▸ **TRY IT**
Could you reproduce, from the records below, everything from the line with "Target: wine bottle" down to the line with "of the stack", keeping both of those lines and changing nothing?

++++ RECORDS FOR THE EXERCISE ++++

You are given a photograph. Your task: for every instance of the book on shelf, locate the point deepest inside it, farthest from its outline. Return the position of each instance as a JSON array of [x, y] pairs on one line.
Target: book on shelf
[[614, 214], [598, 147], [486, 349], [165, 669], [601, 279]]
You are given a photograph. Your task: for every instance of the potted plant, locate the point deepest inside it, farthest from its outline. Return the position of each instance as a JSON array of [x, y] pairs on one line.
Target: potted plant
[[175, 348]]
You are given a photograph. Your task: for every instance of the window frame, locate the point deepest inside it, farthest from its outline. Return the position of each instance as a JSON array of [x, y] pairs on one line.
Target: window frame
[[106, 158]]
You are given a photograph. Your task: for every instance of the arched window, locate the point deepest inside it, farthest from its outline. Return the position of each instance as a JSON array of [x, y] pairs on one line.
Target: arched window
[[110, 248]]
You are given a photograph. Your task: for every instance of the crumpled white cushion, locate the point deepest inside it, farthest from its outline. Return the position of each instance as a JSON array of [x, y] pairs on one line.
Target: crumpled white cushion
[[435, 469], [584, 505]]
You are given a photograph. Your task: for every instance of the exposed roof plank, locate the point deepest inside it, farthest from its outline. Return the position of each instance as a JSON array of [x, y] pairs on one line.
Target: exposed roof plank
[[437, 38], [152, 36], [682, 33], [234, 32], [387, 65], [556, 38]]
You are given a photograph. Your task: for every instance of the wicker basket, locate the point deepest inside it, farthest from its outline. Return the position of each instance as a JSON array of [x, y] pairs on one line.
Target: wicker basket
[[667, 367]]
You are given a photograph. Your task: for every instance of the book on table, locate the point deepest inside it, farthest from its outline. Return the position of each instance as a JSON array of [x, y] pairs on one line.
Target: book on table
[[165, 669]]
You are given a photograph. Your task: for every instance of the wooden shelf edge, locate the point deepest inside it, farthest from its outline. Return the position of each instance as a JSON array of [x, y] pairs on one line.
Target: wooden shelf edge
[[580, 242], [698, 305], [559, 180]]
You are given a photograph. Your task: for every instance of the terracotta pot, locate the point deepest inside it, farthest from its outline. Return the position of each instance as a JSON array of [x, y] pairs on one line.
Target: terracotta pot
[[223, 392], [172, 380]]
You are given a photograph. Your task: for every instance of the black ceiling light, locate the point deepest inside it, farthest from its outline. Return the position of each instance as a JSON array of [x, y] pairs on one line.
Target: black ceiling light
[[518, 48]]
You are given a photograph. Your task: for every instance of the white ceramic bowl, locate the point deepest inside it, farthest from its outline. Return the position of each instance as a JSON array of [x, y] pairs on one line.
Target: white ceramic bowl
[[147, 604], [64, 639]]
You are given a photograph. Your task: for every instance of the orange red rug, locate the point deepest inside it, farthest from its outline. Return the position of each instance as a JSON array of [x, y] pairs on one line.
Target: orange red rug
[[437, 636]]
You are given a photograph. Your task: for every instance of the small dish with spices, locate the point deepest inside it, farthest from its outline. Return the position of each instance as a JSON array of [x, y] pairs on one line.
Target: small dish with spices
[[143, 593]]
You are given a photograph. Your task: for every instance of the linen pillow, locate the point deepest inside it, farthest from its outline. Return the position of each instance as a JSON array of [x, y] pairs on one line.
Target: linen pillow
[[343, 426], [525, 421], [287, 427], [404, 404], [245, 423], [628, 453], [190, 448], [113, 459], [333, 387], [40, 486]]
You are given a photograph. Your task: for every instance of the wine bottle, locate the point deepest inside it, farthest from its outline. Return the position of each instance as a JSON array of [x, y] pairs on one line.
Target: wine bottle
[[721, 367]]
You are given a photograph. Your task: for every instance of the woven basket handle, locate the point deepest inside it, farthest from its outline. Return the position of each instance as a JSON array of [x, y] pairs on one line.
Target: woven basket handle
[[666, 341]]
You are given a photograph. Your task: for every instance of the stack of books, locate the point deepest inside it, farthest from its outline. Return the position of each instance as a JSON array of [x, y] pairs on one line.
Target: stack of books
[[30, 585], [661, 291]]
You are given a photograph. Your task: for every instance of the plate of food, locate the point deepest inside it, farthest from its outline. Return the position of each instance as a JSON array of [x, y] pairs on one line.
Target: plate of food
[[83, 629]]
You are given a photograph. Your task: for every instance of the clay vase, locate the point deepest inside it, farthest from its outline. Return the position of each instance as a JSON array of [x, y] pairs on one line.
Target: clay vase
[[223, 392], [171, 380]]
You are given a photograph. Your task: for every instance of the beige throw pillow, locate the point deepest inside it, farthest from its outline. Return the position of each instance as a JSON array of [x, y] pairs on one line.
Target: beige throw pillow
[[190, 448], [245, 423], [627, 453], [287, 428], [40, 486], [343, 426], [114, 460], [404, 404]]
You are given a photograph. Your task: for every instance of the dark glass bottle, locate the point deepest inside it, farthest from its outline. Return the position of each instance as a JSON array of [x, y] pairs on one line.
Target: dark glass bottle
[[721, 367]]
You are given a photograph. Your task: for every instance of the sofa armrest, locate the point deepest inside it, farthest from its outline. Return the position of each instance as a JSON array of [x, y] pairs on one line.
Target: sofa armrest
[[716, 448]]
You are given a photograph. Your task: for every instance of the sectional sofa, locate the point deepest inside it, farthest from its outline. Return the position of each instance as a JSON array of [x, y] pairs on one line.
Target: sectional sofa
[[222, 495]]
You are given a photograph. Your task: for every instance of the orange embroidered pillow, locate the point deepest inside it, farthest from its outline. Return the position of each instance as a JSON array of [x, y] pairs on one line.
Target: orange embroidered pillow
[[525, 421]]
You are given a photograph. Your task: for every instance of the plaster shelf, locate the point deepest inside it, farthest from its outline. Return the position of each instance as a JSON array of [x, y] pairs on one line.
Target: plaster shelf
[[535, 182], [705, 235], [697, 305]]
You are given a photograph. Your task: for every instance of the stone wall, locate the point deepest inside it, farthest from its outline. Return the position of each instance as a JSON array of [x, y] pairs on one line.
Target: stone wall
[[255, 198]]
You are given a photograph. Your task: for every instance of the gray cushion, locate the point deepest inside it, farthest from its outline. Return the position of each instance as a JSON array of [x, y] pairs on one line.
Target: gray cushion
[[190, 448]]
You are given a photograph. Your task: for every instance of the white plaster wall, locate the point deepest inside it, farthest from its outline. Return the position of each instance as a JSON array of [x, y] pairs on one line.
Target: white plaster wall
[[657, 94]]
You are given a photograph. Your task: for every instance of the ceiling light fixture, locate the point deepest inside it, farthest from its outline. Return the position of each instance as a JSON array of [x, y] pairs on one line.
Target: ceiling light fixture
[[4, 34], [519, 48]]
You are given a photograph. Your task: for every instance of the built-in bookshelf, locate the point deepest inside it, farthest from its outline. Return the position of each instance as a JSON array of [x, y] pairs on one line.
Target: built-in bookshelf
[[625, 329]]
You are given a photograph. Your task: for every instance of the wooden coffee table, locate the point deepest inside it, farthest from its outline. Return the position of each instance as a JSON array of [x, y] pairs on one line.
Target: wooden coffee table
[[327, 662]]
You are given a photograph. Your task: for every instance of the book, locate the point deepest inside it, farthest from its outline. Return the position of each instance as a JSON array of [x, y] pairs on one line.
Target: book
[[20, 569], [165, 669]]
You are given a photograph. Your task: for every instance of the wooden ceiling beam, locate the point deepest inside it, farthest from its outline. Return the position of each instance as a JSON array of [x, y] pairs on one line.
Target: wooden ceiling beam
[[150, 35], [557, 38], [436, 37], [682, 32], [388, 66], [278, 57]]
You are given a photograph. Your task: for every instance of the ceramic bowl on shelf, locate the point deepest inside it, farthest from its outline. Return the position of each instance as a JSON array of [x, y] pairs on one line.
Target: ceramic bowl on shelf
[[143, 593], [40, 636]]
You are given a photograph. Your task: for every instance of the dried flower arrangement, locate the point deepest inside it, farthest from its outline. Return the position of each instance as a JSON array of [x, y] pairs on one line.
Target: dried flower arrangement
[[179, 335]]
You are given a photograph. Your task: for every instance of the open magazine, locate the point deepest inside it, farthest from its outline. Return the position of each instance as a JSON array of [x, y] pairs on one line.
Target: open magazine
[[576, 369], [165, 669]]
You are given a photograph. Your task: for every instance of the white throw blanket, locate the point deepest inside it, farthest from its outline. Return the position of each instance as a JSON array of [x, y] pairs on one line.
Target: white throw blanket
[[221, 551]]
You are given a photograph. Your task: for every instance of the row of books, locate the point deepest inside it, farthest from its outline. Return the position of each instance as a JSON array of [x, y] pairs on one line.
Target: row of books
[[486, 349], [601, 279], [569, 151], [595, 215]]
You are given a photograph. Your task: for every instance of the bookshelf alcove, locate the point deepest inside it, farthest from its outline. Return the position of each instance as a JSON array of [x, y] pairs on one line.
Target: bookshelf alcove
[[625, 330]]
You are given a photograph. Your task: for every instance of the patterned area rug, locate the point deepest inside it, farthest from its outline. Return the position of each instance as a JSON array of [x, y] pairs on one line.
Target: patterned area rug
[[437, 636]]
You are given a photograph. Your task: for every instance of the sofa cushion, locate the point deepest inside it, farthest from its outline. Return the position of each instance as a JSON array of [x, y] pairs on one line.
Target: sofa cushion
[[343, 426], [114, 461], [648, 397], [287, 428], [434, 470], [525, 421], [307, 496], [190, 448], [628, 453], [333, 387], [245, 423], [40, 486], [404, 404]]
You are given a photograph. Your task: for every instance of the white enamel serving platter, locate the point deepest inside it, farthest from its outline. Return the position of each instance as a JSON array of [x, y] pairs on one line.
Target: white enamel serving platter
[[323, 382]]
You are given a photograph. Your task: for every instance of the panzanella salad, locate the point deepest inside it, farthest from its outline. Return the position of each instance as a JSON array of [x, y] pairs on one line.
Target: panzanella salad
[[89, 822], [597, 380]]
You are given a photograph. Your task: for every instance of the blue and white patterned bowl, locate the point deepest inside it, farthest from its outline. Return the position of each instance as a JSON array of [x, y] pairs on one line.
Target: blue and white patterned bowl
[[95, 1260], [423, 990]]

++++

▸ **SOLUTION FOR THIS PROBLEM**
Target: wine bottle
[[721, 367]]
You are given a photograph. Your task: for every instance of the woven basket handle, locate the point deepest inside it, farthest from its outline. Return the position of each instance as a JSON array of [x, y] pairs on one line.
Target: woven basket handle
[[666, 341]]
You are given a photograph. Your task: for every instance of the stack of books, locate the point deepest inside it, farthest from its outline. Return the position of each instance as a JSON array of [x, y] pairs on one line.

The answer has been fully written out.